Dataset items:
- - -

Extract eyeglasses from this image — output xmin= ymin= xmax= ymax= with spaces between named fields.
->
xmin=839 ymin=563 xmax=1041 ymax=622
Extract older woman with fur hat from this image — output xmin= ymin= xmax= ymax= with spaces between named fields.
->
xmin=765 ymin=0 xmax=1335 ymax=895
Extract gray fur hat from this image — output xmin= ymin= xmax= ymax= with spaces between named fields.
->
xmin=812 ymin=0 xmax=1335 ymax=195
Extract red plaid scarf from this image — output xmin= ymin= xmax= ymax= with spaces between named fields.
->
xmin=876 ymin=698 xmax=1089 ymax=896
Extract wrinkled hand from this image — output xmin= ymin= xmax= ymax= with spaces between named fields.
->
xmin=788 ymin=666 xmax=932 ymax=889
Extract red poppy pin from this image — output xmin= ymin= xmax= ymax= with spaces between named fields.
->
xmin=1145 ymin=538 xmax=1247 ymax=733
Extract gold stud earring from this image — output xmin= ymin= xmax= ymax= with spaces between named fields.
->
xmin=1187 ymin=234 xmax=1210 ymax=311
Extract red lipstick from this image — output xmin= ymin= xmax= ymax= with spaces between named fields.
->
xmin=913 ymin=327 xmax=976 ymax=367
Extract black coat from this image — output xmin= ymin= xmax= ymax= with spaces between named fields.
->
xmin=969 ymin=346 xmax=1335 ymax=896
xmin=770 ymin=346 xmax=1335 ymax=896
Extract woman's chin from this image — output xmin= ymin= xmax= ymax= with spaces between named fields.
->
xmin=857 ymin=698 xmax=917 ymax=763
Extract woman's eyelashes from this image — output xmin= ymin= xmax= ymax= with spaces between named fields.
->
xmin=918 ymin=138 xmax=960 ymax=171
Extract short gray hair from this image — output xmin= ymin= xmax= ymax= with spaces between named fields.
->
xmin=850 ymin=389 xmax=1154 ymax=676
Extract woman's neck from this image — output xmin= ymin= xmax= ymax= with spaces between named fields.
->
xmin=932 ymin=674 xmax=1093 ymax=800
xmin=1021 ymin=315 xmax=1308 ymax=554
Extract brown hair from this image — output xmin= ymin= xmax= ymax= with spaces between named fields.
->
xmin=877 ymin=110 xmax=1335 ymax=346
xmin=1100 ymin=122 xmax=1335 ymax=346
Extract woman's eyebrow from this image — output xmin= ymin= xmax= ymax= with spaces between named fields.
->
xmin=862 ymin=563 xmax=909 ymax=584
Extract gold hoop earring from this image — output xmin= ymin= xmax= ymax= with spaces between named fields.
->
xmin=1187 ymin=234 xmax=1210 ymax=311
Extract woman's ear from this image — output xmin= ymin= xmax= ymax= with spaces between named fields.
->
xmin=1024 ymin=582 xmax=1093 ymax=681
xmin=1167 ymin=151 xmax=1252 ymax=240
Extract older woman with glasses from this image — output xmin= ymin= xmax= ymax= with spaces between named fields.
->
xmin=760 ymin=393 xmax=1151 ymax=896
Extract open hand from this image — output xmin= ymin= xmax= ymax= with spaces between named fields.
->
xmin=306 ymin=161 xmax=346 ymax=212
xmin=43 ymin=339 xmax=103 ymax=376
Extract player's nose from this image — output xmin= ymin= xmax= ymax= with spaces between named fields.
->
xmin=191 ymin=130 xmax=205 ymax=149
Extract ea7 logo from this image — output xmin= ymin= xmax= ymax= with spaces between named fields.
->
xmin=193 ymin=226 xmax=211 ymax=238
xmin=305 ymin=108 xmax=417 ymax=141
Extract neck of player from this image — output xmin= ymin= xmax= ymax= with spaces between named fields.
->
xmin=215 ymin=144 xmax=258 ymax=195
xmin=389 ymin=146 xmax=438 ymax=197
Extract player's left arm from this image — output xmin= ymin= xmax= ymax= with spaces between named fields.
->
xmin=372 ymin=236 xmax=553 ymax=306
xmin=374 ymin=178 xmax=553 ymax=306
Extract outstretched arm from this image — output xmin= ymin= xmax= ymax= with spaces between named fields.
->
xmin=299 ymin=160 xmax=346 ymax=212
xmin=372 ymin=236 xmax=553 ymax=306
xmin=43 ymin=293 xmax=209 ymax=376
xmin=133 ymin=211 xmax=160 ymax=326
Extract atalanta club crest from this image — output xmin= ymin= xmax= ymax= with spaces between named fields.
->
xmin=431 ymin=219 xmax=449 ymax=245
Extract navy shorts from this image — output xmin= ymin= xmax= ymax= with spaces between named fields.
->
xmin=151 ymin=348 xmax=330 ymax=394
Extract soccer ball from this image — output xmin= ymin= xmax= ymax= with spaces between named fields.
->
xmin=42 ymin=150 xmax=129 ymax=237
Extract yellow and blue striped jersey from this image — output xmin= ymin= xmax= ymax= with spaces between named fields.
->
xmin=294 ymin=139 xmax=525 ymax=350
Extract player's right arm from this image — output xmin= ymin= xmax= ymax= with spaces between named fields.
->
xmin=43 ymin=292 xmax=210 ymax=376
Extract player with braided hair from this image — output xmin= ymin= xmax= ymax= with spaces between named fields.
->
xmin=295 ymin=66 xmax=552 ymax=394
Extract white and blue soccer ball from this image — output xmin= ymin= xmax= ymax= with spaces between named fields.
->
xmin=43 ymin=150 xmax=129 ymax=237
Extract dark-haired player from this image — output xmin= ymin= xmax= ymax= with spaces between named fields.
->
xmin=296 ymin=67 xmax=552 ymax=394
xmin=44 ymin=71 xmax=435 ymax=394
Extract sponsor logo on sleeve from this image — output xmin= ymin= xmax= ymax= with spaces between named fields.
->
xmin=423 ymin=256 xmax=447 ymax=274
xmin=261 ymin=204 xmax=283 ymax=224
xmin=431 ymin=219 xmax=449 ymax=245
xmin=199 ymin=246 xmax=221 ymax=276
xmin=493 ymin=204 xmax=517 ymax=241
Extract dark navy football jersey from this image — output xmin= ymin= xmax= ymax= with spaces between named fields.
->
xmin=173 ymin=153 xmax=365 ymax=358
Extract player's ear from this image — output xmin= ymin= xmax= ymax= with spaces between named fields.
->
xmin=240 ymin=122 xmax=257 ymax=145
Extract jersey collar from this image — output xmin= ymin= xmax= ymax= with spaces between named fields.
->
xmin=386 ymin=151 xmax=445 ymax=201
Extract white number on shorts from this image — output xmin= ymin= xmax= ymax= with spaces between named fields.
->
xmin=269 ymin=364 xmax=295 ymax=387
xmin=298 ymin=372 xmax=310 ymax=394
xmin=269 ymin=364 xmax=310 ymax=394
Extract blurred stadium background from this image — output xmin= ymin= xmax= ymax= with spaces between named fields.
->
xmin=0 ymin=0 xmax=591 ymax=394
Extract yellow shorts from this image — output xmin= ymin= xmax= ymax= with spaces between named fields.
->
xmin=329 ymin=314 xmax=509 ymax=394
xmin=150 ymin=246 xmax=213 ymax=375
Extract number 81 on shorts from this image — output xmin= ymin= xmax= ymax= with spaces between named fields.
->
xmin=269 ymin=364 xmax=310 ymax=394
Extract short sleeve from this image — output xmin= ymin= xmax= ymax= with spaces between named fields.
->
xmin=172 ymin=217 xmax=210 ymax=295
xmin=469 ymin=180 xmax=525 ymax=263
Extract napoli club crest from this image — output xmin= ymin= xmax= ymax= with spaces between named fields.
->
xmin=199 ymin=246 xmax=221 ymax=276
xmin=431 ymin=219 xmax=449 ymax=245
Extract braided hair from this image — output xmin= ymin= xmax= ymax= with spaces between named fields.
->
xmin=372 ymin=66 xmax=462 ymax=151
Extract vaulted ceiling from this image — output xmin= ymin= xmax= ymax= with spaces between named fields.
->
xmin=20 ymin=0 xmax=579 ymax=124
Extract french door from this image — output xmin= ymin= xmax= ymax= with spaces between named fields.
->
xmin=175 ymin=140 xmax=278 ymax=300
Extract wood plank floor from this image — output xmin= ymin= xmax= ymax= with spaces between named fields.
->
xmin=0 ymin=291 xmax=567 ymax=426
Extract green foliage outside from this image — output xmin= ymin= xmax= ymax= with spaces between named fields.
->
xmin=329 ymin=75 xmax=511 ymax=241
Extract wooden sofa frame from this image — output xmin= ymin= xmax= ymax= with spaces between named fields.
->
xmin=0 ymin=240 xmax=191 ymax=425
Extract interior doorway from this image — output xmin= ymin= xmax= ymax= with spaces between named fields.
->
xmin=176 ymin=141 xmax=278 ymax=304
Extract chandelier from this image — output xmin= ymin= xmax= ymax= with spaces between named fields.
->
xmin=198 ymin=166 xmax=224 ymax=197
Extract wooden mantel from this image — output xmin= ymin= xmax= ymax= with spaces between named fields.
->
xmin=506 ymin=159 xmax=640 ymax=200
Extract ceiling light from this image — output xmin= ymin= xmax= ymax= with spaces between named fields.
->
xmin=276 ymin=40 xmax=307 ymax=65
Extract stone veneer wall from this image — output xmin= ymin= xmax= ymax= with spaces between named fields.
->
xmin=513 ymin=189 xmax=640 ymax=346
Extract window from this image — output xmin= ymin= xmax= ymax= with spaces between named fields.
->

- - -

WHAT IS EXPECTED: Transcribe the records above verbatim, starting at the first line and ending after the line containing "xmin=788 ymin=666 xmax=932 ymax=889".

ANSWER FOR THE TASK:
Extract eyeglasses from this image — output xmin= ymin= xmax= ymax= with spaces between named fields.
->
xmin=839 ymin=563 xmax=1041 ymax=622
Extract older woman with fur hat from this image — output xmin= ymin= xmax= ymax= with spaces between named fields.
->
xmin=765 ymin=0 xmax=1335 ymax=895
Extract gray fur hat from this image — output xmin= ymin= xmax= ymax= with spaces between named fields.
->
xmin=812 ymin=0 xmax=1335 ymax=195
Extract red plaid scarf from this image — output xmin= ymin= xmax= ymax= with spaces between named fields.
->
xmin=876 ymin=698 xmax=1089 ymax=896
Extract wrinkled hand from this image — output xmin= ymin= xmax= ymax= with spaces between named fields.
->
xmin=788 ymin=666 xmax=932 ymax=889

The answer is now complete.